- **Challenge**
Reproduce the lines from the beginning of the records through the line containing "[[[332,330],[333,4],[228,2],[1,2],[1,332]]]", inclusive, substituting "potted plant" for "green plant" and leaving everything else unchanged. Omit the pictures from your answer.

Dataset excerpts start

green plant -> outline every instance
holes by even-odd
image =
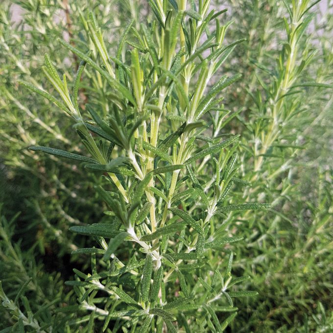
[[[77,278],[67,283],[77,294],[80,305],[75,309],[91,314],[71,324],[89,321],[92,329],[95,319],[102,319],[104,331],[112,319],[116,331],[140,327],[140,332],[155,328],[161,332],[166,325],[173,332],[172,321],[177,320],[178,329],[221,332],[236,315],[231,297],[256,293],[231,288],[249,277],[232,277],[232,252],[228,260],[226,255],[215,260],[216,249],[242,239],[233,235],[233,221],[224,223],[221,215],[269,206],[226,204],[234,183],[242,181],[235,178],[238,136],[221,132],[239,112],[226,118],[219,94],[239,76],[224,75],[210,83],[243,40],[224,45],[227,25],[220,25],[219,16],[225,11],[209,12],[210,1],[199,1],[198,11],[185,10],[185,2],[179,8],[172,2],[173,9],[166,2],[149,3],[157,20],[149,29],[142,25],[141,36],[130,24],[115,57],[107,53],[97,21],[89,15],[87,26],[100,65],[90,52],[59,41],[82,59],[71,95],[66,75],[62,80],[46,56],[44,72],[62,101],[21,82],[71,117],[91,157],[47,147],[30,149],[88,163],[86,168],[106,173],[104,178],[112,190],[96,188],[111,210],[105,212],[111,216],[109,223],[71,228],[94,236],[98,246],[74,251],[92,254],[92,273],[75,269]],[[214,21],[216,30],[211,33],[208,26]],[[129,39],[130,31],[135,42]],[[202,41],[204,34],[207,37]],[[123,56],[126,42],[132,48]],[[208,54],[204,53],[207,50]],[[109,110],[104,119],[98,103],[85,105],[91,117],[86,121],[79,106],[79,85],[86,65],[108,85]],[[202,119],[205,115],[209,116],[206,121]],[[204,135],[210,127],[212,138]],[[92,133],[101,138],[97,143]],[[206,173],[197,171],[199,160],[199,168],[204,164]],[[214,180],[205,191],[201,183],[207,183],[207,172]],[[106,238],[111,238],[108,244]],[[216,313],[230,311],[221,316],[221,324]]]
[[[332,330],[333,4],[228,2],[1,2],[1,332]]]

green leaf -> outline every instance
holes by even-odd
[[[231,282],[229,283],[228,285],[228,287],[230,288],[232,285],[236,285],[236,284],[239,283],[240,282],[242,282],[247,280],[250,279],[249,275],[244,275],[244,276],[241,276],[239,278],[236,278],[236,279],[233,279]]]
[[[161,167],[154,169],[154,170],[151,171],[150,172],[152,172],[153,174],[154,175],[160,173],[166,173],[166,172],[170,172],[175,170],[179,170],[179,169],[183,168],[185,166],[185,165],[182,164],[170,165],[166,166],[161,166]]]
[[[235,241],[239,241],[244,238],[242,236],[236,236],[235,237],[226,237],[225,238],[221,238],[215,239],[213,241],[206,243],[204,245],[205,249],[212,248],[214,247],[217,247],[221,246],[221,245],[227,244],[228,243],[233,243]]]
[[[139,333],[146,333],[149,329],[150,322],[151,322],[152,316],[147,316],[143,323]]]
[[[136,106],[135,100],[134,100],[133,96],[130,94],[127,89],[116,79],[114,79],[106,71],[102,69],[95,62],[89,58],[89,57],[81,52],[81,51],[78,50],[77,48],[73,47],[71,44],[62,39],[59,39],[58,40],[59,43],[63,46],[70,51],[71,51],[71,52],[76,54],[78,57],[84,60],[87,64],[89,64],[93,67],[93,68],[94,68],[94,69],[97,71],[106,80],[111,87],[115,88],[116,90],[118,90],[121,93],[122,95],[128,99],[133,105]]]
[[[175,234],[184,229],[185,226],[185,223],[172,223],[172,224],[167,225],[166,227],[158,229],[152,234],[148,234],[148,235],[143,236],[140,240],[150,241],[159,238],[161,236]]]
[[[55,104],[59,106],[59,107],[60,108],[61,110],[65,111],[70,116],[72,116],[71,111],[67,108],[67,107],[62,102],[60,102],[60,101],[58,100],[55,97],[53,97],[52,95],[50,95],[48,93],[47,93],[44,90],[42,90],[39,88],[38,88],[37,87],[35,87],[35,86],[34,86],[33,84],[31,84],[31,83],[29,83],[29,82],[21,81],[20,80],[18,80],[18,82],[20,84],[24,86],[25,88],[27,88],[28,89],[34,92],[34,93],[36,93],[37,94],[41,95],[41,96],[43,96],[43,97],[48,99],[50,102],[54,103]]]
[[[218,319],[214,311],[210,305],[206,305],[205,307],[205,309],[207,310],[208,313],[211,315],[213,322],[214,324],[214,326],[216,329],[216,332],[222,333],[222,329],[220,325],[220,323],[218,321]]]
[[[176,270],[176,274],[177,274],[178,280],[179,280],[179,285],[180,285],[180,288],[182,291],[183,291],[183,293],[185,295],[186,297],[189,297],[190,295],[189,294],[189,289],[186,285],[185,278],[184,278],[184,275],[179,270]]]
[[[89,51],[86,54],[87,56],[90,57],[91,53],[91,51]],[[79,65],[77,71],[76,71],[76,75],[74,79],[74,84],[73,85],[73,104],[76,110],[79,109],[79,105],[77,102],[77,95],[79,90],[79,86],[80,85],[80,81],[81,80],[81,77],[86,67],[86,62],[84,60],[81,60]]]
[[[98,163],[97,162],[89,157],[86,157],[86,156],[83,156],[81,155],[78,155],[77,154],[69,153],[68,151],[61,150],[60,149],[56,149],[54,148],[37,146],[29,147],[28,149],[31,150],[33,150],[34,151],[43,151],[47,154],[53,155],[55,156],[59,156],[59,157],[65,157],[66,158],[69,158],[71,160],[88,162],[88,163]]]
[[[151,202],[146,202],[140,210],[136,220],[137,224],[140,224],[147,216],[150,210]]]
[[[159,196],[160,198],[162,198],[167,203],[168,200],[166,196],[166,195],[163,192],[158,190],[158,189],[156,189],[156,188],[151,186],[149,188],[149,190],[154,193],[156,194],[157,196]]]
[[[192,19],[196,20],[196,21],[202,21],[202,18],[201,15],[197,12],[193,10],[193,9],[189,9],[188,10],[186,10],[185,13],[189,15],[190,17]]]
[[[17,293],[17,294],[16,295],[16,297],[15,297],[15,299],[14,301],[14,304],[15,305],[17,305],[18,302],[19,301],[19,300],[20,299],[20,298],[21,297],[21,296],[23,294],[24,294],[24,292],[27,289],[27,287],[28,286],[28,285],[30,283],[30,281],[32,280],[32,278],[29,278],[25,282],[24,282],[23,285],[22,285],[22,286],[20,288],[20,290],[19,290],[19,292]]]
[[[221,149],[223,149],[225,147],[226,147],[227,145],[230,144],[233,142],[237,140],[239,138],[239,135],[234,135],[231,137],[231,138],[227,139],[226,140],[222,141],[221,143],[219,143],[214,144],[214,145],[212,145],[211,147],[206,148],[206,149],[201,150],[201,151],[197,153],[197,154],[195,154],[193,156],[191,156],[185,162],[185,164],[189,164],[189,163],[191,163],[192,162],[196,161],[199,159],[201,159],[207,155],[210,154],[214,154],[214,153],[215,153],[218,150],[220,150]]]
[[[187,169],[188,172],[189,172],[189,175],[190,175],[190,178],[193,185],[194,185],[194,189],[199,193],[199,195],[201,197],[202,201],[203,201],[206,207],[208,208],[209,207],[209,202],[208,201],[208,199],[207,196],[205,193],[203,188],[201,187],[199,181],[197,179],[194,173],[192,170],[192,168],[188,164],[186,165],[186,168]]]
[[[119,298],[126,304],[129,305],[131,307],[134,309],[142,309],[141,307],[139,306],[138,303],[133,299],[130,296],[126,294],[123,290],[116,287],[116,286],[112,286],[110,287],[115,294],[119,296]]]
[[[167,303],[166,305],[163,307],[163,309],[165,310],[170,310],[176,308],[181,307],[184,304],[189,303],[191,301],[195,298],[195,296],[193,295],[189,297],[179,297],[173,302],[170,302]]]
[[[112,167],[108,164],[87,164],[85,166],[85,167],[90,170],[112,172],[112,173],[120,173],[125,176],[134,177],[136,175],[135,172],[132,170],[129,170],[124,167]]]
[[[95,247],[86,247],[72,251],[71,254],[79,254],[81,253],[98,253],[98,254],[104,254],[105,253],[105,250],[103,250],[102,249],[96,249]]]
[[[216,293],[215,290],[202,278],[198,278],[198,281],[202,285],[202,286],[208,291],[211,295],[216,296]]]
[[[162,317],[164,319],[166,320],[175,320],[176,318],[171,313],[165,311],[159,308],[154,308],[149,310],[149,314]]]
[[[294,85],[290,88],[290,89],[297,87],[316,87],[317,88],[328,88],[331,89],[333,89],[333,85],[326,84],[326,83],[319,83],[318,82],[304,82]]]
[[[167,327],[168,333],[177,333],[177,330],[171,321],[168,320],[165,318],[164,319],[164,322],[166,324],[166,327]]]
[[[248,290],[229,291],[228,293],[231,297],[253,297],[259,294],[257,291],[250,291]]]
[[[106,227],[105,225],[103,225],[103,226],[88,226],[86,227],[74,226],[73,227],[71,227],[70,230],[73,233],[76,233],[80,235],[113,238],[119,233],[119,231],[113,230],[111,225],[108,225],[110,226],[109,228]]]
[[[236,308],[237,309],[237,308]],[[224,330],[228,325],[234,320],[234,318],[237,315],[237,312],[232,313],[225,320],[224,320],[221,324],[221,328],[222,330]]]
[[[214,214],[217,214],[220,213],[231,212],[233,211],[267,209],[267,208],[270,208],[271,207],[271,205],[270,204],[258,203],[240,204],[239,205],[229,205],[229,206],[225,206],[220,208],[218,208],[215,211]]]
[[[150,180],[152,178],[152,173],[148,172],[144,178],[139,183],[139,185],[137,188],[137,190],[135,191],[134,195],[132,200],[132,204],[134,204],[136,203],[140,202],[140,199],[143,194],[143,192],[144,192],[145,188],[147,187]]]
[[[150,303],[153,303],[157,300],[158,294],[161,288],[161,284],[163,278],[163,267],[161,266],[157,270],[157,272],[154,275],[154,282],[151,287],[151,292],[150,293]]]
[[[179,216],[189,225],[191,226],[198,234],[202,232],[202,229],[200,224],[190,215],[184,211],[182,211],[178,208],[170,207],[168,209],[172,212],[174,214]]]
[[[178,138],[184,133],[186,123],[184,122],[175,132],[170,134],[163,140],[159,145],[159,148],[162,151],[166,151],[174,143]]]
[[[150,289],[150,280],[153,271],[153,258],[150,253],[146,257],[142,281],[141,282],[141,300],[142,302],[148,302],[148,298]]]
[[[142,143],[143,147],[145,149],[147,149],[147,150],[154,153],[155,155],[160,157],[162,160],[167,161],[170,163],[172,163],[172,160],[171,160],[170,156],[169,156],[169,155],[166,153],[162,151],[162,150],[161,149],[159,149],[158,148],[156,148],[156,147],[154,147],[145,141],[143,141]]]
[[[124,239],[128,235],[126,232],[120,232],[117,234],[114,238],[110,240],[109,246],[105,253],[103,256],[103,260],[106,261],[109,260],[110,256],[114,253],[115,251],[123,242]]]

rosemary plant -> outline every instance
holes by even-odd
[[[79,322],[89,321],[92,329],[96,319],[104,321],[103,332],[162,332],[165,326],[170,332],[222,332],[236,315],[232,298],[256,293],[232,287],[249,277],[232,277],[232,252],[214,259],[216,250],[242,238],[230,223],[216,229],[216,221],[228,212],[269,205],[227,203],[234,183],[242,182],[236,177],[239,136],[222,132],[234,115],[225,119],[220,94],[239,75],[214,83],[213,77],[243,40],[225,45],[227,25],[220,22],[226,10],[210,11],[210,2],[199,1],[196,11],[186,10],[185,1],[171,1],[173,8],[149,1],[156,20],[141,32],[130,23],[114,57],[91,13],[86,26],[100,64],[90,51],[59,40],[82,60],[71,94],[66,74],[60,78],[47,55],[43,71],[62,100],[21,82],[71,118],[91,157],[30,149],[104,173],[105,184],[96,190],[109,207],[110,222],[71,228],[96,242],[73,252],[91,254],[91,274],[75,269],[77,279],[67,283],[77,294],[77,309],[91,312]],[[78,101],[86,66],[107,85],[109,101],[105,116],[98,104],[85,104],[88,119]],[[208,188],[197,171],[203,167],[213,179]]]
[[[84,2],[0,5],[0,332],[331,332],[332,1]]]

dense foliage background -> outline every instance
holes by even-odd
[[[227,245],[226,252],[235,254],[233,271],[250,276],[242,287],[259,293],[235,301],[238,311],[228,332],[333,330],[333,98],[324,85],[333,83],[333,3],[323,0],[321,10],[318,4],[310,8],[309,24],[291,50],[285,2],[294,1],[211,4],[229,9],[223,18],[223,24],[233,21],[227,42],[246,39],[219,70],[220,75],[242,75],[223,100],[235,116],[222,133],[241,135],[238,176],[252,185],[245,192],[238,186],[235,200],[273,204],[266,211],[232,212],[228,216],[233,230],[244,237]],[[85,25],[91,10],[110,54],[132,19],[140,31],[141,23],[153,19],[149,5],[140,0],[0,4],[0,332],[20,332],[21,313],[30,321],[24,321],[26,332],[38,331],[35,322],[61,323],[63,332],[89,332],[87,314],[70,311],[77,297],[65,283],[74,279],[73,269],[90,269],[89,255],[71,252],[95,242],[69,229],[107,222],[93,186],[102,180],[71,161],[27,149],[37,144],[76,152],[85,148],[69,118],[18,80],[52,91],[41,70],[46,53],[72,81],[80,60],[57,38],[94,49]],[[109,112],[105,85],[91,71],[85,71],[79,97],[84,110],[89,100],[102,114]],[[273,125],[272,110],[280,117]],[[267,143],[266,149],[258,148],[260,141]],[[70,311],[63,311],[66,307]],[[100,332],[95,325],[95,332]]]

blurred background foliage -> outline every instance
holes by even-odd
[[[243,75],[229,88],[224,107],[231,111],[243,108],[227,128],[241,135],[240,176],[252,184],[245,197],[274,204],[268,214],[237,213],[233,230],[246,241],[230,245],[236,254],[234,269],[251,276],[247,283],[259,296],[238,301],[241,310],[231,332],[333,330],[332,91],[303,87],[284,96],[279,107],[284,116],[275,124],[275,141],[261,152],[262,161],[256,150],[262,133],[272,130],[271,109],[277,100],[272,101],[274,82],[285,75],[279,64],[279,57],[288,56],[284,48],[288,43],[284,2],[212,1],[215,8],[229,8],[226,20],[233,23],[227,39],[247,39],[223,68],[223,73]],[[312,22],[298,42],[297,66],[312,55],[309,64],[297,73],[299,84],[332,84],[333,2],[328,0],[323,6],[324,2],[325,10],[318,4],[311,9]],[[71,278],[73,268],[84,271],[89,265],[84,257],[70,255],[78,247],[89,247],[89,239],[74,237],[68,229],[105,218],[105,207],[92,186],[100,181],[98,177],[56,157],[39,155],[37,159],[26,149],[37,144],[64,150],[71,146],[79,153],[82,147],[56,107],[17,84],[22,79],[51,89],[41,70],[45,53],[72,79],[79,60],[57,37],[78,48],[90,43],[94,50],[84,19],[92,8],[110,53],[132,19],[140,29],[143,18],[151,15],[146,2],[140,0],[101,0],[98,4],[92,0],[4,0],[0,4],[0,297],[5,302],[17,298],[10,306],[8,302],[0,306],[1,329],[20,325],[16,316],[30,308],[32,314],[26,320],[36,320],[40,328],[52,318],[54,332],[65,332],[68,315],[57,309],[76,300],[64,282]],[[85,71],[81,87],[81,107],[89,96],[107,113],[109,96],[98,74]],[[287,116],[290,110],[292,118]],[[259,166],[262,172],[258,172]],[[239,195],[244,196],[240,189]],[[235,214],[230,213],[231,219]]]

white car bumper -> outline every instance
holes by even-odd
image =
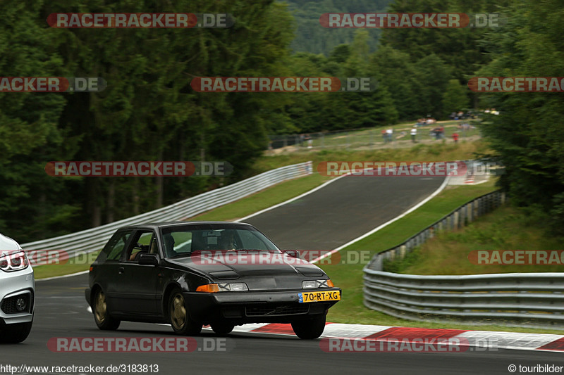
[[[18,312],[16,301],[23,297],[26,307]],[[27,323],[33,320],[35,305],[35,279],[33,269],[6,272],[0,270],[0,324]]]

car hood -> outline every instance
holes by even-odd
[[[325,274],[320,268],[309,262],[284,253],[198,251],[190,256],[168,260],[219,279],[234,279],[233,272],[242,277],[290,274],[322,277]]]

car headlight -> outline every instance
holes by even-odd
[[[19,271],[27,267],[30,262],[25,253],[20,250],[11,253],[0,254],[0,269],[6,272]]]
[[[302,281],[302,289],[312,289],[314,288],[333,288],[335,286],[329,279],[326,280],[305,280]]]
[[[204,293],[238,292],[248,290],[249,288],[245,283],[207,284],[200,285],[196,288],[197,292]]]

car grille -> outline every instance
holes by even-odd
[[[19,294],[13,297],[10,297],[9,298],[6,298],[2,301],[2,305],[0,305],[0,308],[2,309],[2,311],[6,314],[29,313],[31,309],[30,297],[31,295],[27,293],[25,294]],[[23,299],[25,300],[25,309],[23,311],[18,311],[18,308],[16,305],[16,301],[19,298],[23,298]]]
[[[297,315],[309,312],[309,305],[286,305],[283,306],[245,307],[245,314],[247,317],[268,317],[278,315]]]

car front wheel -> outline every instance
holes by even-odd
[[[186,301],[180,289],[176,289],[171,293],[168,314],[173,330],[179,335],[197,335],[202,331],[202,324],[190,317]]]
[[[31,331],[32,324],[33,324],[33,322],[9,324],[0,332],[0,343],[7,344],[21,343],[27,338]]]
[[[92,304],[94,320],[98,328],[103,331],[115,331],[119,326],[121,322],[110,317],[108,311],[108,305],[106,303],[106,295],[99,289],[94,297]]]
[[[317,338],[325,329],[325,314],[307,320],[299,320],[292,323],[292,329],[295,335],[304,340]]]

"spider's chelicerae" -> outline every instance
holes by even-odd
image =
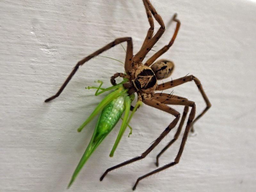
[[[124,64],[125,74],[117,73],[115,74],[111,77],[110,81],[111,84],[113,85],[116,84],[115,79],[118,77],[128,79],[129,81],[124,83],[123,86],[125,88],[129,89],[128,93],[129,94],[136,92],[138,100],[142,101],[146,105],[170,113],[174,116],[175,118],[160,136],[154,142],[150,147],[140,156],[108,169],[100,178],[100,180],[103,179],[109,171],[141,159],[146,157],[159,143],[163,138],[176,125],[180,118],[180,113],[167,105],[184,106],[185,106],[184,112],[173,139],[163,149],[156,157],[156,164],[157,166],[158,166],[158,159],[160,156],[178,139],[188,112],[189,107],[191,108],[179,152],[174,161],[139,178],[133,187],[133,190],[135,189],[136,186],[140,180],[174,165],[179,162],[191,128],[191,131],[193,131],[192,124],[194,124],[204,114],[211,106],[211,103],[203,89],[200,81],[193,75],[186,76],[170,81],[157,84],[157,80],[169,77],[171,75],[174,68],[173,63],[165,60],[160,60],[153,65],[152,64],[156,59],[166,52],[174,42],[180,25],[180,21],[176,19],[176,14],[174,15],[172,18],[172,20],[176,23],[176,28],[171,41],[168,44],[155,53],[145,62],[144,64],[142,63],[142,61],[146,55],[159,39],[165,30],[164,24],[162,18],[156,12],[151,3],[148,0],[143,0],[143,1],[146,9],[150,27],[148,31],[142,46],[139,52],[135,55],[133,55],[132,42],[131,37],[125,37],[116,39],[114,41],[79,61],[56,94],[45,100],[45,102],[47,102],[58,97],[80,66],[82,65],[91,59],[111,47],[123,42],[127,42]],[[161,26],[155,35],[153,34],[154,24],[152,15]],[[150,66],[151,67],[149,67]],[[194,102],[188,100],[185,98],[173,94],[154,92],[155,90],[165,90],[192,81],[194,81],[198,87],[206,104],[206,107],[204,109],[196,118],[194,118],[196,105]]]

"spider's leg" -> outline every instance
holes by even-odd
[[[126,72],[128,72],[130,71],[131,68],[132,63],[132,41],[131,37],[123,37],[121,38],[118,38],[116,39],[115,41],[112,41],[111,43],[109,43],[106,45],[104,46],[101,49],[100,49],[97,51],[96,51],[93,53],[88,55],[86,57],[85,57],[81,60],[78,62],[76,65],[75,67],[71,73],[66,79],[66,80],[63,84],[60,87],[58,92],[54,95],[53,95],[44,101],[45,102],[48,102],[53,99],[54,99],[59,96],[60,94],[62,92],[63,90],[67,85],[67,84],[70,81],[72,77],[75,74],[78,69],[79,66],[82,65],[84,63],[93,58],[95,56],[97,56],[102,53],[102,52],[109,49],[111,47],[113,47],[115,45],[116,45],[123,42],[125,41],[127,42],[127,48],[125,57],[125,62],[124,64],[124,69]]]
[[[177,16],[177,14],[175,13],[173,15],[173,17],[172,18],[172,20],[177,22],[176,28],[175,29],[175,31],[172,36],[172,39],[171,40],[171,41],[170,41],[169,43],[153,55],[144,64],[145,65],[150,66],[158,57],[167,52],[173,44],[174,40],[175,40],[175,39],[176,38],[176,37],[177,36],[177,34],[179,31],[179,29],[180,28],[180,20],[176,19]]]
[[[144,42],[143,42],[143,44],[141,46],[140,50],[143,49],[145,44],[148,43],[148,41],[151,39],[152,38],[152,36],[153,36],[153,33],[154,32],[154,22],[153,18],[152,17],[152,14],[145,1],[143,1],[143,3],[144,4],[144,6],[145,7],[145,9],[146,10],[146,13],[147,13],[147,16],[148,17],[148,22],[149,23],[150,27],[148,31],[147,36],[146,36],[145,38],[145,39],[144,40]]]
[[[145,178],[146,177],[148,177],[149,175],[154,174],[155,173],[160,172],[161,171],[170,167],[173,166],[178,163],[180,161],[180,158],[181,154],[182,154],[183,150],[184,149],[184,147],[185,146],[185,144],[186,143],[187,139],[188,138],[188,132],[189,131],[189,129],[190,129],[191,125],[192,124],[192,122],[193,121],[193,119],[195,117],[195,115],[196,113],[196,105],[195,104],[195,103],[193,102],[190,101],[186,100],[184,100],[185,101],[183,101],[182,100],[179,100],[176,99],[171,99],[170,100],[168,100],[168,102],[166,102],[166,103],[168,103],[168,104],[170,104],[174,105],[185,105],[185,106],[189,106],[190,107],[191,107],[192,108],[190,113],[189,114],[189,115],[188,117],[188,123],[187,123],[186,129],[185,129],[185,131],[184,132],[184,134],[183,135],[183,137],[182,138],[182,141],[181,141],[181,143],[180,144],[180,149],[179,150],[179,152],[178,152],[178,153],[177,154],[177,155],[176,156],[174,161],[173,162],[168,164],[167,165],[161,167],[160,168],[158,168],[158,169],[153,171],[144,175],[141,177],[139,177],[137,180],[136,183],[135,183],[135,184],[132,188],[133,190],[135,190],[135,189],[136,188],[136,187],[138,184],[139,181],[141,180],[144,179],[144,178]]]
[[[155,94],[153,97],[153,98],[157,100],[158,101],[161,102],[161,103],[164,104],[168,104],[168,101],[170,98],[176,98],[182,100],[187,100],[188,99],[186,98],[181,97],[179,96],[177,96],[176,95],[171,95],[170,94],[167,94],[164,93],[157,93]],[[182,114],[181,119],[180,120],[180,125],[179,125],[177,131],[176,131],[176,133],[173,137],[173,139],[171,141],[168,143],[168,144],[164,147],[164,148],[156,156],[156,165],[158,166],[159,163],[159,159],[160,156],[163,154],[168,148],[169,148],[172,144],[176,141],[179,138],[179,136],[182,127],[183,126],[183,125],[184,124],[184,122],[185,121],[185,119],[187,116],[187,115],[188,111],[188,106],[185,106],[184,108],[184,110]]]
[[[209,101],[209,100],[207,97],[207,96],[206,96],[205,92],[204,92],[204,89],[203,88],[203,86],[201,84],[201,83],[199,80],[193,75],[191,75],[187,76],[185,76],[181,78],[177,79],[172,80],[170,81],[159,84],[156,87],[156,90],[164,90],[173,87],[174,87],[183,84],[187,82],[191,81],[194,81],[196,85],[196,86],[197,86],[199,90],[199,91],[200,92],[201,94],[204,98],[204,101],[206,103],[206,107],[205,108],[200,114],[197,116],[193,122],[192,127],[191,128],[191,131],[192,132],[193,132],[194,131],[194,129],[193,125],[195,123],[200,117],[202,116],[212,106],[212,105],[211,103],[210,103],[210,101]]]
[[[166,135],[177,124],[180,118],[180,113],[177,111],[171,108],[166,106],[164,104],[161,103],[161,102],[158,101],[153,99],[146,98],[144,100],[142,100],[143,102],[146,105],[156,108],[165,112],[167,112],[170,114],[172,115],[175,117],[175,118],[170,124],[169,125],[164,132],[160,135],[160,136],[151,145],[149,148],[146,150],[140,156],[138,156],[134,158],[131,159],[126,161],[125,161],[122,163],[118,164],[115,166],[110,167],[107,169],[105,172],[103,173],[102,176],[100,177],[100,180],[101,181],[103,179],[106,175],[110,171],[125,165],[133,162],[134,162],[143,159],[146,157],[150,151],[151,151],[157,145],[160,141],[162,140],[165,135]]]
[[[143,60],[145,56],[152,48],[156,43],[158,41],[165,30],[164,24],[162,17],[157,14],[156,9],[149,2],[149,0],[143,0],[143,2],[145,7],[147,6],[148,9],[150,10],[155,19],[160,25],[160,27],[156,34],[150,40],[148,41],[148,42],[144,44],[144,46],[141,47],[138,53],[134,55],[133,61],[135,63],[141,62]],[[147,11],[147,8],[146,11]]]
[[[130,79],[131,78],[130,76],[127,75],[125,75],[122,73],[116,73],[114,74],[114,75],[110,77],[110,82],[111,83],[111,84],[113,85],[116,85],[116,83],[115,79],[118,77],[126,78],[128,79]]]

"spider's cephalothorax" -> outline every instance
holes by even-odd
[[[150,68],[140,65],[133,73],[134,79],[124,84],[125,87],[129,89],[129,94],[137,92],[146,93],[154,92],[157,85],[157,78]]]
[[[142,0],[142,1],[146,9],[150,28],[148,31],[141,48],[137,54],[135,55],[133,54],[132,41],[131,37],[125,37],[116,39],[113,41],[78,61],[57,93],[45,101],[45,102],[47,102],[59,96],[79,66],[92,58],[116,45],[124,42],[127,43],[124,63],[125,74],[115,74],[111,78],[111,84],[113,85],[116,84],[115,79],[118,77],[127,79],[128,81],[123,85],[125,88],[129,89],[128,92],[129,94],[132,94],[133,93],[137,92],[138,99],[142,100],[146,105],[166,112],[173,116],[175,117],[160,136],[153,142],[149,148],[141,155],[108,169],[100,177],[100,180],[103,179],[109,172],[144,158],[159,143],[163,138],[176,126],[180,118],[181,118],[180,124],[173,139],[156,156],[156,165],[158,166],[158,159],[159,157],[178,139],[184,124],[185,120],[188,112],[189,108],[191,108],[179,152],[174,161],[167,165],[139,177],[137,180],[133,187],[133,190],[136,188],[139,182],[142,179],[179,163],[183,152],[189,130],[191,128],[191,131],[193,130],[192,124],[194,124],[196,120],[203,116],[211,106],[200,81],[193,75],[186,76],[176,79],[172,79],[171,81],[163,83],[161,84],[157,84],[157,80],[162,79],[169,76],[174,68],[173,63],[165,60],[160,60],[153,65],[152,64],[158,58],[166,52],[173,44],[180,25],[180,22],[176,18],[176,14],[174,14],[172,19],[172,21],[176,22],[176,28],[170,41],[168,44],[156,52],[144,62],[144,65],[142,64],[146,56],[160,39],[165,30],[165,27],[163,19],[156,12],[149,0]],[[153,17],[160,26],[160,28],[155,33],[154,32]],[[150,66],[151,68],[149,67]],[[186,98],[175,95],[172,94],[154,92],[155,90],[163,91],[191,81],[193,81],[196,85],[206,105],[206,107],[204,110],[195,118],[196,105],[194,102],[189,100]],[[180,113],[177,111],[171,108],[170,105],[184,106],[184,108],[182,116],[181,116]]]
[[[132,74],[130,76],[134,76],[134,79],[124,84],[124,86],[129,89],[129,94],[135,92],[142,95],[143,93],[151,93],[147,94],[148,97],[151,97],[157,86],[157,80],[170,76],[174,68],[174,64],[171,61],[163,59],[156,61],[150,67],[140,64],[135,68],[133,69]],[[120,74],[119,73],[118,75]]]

Dataset excerpts end

- **Output for this exercise**
potted plant -> outline every instance
holes by even-odd
image =
[[[77,278],[67,283],[77,294],[80,305],[75,309],[91,314],[71,324],[89,321],[92,329],[95,319],[102,319],[104,331],[112,319],[116,331],[140,327],[140,332],[155,328],[161,332],[166,325],[173,332],[172,321],[177,320],[178,329],[221,332],[236,315],[231,297],[256,293],[231,288],[249,277],[232,277],[232,252],[228,260],[226,255],[215,260],[216,249],[242,239],[233,235],[233,221],[224,223],[221,215],[269,206],[226,204],[234,183],[242,181],[235,178],[238,136],[221,132],[239,112],[226,118],[219,94],[239,76],[224,75],[210,83],[243,40],[224,45],[227,25],[220,25],[219,16],[225,11],[209,12],[210,1],[199,1],[198,11],[185,10],[185,2],[179,8],[172,2],[173,9],[166,2],[149,3],[157,20],[149,29],[142,25],[141,36],[130,24],[115,57],[107,53],[97,21],[89,15],[87,26],[100,65],[90,52],[59,41],[82,59],[71,95],[66,75],[62,80],[46,56],[44,72],[62,101],[21,82],[71,117],[91,157],[47,147],[30,149],[88,163],[86,168],[106,173],[104,178],[112,190],[96,188],[111,210],[105,212],[111,216],[109,223],[71,228],[94,236],[98,246],[74,251],[92,254],[92,273],[75,269]],[[214,21],[216,30],[211,33],[208,26]],[[129,39],[130,31],[135,42]],[[202,41],[204,34],[207,37]],[[123,56],[126,42],[132,48]],[[208,54],[204,53],[207,50]],[[109,110],[104,119],[98,103],[85,105],[91,117],[86,121],[79,106],[79,85],[86,65],[108,85]],[[202,119],[205,115],[209,116],[206,121]],[[204,135],[210,127],[212,138]],[[92,133],[101,138],[97,143]],[[206,173],[197,171],[199,160],[199,168],[204,164]],[[214,180],[205,191],[201,183],[207,183],[207,172]],[[106,238],[111,238],[108,244]],[[216,313],[230,311],[221,316],[221,324]]]
[[[332,330],[333,4],[228,2],[1,2],[1,332]]]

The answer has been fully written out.